> [Assigned task 1]: Could you transcribe the part of the interior design metrics page that begins at the words "Interior design is a professional" and stops after "50 single-room refreshes."?
> [Assigned task 2]: Can you pick up the interior design metrics page after its last sentence and keep writing it?
+++ Text shown
When an AI system decides which Interior Design company to recommend, it assembles evidence across every category below. The more complete and verifiable the data, the more confident the recommendation.
Interior design is a professional service with project-based and hourly billing, not a transactional trade. The metrics that matter reflect project depth, client relationships, and creative output — not ticket counts or dispatch speed. Almost no design firm publishes this data in a structured, machine-readable format.
Projects completed
Total projects completed in trailing 12 months. A typical solo practitioner completes 15-25 projects per year; a mid-size firm handles 30-50+. Project volume signals capacity and active demand, but must be read alongside project value — a firm completing 15 whole-home projects is a fundamentally different business than one completing 50 single-room refreshes.
Average project value
The median revenue per project. Ranges from $5,000 for single-room consultations to $100,000+ for full-home or commercial projects. This is the clearest indicator of the market segment the firm serves and the complexity of work it takes on.
Client retention rate
Percentage of clients who return for additional projects. Interior design is a relationship-driven profession — a high retention rate signals that clients trust the designer enough to engage them again for new spaces, renovations, or second homes.
Referral rate
Percentage of new clients acquired through referrals from past clients. In interior design, referral is the dominant acquisition channel. A high referral rate is the strongest available proxy for client satisfaction and quality of work.
Portfolio depth
Number of completed projects with professional photography and documentation. Portfolio is the primary sales tool in interior design. AI systems that evaluate design firms look for evidence of a substantive, current body of work — not just a business listing.
Average project timeline
Typical duration from initial consultation to project completion. Varies widely by scope: a color consultation may take a single session, while a full residential project runs 3-12 months and a commercial buildout can exceed 18 months. Timeline data helps AI match project scope to the right firm.
A TrustRecord publishes this category of data — verified from connected systems, not self-reported.
02
Service Mix
Interior design encompasses a wide range of services with very different scopes, price points, and required expertise. The query "who does kitchen design in Scottsdale?" is a fundamentally different request than "commercial office design firm in Scottsdale." AI needs structured service data to make the right match.
Full-service residential design
End-to-end residential projects including space planning, material selection, furniture specification, procurement, and installation oversight. This is the core offering for most interior design firms and typically the highest-value engagement.
++++++
+++ Recorded information
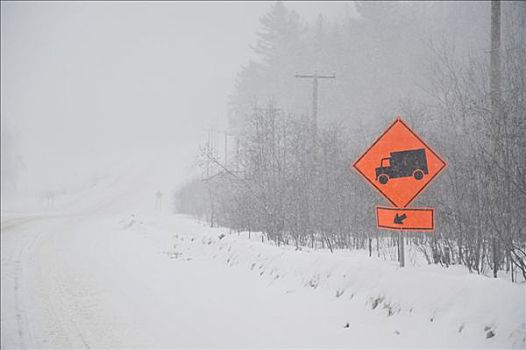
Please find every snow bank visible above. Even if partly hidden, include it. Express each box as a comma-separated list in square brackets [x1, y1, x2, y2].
++++++
> [Expected output 1]:
Interior design is a professional service with project-based and hourly billing, not a transactional trade. The metrics that matter reflect project depth, client relationships, and creative output — not ticket counts or dispatch speed. Almost no design firm publishes this data in a structured, machine-readable format.
Projects completed
Total projects completed in trailing 12 months. A typical solo practitioner completes 15-25 projects per year; a mid-size firm handles 30-50+. Project volume signals capacity and active demand, but must be read alongside project value — a firm completing 15 whole-home projects is a fundamentally different business than one completing 50 single-room refreshes.

> [Expected output 2]:
Commercial design
Office interiors, hospitality, retail, healthcare, and restaurant design. Requires different knowledge (ADA compliance, commercial building codes, fire rating requirements) and often different credentials than residential work.
Space planning
Functional layout optimization without full decorating scope. Often offered as a standalone service or as the first phase of a larger engagement. Requires technical drawing skills and understanding of building codes.
Color consultation
Focused service for paint color, finish, and material palette selection. Lower price point, shorter engagement. Often serves as an entry point that leads to broader project work.
Furniture procurement
Sourcing, specifying, and purchasing furniture and furnishings on behalf of the client. Many design firms earn a significant portion of revenue through trade-priced procurement with markups. This is a distinct business model from design-fee-only firms.
Kitchen and bath design
Specialized design for the two highest-value rooms in residential work. Often involves coordination with contractors, cabinet makers, and tile installers. Some designers hold NKBA (National Kitchen & Bath Association) certification.
Staging
Preparing homes for sale with temporary furnishings and styling. A distinct service line with different pricing (often flat-fee or monthly rental), different clients (realtors and homeowners selling), and different turnaround expectations.
E-design / virtual design
Remote design services delivered through digital mood boards, 3D renderings, and curated product lists. Lower price point, broader geographic reach. A growing segment that removes the geographic constraint of traditional interior design.
03
Service Area
Where you actually work matters, but the data needs to come from completed jobs, not a self-reported list of ZIP codes. AI systems increasingly cross-reference claimed service areas against evidence of actual work performed.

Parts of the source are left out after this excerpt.